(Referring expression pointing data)
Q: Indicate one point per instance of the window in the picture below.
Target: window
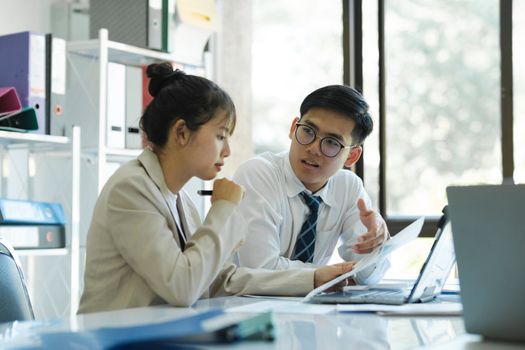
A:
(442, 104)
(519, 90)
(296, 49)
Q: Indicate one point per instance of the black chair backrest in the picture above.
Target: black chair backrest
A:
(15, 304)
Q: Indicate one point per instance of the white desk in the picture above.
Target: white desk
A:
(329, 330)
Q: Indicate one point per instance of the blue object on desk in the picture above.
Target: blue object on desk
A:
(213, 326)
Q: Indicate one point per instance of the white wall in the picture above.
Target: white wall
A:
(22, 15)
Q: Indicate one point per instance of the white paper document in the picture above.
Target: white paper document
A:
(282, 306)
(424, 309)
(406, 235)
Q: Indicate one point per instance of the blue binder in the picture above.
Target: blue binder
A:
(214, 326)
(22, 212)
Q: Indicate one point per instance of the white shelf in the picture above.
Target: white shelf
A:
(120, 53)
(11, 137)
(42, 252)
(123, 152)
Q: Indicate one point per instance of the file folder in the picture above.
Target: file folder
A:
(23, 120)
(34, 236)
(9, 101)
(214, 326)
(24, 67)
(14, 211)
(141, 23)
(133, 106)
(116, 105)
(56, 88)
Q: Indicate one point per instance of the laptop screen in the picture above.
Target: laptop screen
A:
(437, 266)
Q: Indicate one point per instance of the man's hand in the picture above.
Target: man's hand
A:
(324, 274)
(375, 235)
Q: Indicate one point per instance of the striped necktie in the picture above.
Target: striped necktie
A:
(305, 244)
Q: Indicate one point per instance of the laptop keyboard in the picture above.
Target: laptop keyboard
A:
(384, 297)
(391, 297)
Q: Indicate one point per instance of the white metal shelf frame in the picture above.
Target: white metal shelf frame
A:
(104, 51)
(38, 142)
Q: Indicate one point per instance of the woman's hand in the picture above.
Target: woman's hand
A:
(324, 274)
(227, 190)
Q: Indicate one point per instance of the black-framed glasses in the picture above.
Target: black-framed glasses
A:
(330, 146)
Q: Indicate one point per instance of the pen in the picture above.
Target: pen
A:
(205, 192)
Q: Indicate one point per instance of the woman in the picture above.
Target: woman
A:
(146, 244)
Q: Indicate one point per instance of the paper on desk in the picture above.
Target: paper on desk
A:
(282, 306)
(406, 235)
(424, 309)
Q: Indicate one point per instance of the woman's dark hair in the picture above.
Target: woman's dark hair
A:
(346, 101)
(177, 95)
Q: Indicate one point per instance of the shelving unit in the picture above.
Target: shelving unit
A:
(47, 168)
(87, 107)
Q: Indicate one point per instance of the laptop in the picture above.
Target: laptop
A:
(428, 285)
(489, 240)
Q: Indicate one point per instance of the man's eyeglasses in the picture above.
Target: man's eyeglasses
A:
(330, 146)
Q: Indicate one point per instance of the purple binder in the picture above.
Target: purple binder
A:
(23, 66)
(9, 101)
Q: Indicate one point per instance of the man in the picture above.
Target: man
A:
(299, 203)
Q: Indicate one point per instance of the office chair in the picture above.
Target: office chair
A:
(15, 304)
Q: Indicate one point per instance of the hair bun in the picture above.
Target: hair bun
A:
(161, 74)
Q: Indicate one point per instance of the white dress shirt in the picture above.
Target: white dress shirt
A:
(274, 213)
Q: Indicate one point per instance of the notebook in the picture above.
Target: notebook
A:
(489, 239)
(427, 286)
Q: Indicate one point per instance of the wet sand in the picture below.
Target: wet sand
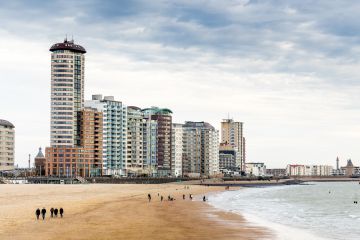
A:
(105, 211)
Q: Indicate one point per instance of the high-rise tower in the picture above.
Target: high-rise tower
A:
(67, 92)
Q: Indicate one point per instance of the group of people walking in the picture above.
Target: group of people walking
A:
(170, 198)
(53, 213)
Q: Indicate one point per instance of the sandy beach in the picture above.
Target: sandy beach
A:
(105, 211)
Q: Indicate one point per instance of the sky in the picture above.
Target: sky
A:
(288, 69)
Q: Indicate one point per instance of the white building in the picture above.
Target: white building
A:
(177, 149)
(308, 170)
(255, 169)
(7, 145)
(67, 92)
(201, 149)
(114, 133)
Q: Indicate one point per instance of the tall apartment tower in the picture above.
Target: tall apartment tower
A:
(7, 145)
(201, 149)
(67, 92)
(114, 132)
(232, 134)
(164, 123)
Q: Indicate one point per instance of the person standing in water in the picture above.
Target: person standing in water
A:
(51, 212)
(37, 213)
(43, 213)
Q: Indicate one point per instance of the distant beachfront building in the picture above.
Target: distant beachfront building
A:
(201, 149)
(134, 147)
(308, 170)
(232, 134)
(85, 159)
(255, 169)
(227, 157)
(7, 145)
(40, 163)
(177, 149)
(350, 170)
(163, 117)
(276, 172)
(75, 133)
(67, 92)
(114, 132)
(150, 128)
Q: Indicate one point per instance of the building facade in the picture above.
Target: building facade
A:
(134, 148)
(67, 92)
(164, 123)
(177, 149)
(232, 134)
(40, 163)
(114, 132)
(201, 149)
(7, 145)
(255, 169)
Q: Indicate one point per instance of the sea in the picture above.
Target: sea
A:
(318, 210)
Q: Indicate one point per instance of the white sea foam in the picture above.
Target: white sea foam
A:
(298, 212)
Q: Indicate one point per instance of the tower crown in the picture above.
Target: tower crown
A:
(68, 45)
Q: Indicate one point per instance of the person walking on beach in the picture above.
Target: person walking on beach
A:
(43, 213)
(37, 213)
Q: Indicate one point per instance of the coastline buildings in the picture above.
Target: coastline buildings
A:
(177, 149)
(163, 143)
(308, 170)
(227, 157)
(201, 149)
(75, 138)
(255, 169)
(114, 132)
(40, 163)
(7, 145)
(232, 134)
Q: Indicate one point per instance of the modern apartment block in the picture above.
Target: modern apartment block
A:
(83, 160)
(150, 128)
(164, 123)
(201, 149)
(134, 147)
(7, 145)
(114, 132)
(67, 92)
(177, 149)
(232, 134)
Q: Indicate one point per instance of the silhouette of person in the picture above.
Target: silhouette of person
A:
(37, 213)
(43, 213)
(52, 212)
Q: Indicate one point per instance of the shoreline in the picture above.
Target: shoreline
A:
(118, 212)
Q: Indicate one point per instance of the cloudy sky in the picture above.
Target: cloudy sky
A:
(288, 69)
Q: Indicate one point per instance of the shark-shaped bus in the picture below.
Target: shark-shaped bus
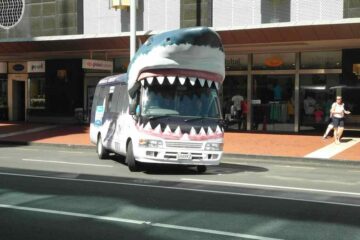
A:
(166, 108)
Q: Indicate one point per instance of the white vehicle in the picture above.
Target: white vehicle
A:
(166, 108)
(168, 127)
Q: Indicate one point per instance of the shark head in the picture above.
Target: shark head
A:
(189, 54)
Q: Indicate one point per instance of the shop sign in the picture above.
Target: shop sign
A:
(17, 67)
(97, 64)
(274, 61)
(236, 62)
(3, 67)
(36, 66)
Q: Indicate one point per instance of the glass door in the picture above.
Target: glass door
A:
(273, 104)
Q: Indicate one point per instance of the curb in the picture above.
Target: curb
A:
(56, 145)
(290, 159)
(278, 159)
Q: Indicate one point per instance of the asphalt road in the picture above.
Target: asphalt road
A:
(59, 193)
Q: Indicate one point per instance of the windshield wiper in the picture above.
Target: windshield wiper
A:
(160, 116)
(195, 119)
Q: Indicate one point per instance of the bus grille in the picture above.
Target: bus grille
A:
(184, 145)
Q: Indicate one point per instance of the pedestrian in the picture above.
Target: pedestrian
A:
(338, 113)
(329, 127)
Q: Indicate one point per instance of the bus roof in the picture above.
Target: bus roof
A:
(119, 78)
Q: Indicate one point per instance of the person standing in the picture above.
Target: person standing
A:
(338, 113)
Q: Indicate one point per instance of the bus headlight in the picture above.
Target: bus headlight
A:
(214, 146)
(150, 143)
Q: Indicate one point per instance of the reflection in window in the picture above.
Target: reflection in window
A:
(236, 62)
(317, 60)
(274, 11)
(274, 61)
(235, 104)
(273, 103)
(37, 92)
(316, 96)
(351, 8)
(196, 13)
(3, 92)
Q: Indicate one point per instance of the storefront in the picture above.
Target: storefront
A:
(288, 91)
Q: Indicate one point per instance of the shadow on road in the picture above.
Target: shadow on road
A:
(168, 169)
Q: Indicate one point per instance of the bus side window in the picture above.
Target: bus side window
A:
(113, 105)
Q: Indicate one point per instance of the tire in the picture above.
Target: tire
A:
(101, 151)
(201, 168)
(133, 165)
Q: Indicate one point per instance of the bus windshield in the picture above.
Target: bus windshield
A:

**What is expected**. Reply with nothing but the number of lines in the data that include the word "woman".

**Output**. 6